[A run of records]
====
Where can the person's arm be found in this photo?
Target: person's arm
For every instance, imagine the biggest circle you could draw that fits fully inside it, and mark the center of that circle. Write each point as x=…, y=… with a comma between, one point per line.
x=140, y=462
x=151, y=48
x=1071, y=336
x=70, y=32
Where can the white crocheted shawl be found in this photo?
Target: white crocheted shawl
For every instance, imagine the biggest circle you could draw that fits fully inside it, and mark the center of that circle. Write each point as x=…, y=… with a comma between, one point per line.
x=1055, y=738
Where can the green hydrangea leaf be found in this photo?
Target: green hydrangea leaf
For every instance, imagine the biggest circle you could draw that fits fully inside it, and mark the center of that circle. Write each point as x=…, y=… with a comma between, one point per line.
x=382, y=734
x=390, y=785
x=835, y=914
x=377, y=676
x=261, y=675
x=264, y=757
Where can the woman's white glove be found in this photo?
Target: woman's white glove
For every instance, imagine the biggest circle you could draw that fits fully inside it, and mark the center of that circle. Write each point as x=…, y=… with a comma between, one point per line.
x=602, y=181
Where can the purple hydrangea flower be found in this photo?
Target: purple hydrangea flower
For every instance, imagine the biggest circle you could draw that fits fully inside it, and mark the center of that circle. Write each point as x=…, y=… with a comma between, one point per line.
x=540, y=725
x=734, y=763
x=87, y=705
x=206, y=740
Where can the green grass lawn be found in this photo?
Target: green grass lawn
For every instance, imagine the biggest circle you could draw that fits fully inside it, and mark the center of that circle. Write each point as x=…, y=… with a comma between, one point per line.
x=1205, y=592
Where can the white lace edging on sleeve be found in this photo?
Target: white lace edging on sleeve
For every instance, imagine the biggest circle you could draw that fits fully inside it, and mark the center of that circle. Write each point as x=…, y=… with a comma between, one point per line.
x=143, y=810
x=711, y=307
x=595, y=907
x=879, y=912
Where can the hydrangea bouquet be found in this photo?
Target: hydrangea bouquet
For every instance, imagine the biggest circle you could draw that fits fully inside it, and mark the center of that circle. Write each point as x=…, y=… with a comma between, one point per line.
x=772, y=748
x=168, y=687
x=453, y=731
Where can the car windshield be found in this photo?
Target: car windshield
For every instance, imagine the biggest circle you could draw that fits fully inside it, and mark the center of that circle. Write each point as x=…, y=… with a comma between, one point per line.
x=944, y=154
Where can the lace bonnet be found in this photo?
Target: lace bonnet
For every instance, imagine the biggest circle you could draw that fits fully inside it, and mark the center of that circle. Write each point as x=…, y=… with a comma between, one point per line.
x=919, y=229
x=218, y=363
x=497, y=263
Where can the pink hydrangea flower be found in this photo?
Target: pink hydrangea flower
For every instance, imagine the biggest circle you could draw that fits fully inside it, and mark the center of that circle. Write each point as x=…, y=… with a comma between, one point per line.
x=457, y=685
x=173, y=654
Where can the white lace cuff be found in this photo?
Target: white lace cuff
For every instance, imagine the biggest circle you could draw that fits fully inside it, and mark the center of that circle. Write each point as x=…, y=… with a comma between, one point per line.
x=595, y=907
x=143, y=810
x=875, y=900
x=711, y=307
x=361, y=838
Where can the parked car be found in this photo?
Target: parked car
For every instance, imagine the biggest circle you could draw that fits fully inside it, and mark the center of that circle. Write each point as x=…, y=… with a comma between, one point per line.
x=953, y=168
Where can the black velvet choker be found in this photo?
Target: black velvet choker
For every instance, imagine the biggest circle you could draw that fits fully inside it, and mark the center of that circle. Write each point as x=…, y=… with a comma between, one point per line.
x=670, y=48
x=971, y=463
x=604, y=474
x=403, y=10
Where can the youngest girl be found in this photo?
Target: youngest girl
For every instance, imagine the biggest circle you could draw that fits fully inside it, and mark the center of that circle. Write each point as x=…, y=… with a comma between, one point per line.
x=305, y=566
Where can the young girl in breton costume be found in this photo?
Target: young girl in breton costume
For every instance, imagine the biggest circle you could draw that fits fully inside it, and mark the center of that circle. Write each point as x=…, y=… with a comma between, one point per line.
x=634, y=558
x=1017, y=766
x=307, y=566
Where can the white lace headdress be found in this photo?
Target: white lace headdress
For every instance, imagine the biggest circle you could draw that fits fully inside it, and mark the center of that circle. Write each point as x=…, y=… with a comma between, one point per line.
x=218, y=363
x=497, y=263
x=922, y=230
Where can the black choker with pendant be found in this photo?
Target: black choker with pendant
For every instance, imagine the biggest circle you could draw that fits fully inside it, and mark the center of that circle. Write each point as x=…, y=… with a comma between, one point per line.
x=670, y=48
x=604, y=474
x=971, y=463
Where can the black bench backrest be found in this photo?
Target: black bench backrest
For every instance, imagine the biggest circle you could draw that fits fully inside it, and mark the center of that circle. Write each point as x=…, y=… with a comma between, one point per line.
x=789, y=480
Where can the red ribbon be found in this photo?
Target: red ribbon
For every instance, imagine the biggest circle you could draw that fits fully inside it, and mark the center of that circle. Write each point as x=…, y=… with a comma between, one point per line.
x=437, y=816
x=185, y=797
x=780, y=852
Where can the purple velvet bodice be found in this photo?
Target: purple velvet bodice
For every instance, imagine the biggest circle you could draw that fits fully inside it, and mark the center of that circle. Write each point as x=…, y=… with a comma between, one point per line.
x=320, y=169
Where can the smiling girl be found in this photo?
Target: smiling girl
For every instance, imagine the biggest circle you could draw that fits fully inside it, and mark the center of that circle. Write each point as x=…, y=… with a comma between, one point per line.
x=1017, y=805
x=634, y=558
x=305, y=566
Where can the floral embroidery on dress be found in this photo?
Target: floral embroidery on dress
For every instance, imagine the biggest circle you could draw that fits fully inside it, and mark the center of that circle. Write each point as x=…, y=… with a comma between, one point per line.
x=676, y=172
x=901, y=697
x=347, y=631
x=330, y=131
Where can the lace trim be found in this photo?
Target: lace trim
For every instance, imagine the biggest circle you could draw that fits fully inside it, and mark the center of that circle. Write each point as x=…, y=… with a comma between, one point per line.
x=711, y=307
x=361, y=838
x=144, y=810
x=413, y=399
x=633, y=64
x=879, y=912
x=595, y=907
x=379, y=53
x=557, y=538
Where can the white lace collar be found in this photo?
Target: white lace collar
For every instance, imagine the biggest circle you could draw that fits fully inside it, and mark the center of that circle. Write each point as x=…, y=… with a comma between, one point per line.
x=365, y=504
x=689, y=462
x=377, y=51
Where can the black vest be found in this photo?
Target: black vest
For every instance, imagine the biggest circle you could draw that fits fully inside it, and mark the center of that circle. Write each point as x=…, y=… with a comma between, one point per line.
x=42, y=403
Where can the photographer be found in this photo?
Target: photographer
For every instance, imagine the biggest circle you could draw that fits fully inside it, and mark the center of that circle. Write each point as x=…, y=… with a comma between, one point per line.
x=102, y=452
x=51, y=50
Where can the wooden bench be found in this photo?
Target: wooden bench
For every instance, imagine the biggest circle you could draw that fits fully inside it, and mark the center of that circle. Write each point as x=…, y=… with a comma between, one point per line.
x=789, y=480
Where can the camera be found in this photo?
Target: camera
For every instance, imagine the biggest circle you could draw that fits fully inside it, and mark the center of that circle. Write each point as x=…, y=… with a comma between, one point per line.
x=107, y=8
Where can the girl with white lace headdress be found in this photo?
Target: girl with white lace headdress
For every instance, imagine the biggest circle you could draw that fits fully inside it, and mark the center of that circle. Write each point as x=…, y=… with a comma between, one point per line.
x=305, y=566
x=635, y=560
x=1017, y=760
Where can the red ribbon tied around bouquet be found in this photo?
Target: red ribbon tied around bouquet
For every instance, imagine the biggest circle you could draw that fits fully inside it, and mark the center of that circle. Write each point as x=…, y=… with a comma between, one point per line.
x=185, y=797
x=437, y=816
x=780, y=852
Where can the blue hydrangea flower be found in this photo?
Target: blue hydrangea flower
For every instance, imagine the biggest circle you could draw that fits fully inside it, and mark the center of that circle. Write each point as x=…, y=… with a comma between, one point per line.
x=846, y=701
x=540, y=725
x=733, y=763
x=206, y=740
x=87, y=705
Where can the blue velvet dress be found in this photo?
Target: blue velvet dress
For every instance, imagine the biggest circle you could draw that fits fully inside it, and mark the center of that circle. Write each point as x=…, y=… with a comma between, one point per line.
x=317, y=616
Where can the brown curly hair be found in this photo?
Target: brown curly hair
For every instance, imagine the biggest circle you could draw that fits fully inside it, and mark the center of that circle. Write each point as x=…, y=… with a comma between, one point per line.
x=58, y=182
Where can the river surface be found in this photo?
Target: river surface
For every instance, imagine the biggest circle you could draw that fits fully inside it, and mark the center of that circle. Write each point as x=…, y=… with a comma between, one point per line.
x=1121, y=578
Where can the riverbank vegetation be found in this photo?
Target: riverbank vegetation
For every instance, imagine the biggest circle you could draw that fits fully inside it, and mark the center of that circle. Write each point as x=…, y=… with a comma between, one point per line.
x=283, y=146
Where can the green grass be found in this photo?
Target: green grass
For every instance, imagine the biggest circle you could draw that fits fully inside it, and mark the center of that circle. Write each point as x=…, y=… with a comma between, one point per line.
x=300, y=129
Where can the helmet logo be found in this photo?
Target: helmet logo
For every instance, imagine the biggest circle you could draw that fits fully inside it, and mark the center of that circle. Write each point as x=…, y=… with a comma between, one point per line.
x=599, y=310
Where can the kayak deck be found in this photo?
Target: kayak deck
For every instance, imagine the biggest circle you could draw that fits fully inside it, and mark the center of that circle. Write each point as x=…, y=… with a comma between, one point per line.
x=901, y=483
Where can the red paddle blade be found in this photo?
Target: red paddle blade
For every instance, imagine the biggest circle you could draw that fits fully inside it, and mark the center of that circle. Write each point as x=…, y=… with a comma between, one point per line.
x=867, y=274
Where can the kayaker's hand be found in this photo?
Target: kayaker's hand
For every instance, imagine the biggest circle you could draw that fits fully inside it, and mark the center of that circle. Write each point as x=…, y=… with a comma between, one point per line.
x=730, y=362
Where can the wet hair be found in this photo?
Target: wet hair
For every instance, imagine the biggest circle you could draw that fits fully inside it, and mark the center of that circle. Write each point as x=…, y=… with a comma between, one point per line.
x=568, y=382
====
● **Exercise prompt**: Return, word for word, the lines from the one containing "Where can the black vest" through the one containing "x=42, y=403", both included.

● **Full output**:
Where can the black vest be found in this photo?
Target: black vest
For every instance, imagine the biggest circle you could draw that fits fully inside it, and mark the center of that circle. Write each point as x=…, y=… with a comma between, one point per line.
x=42, y=403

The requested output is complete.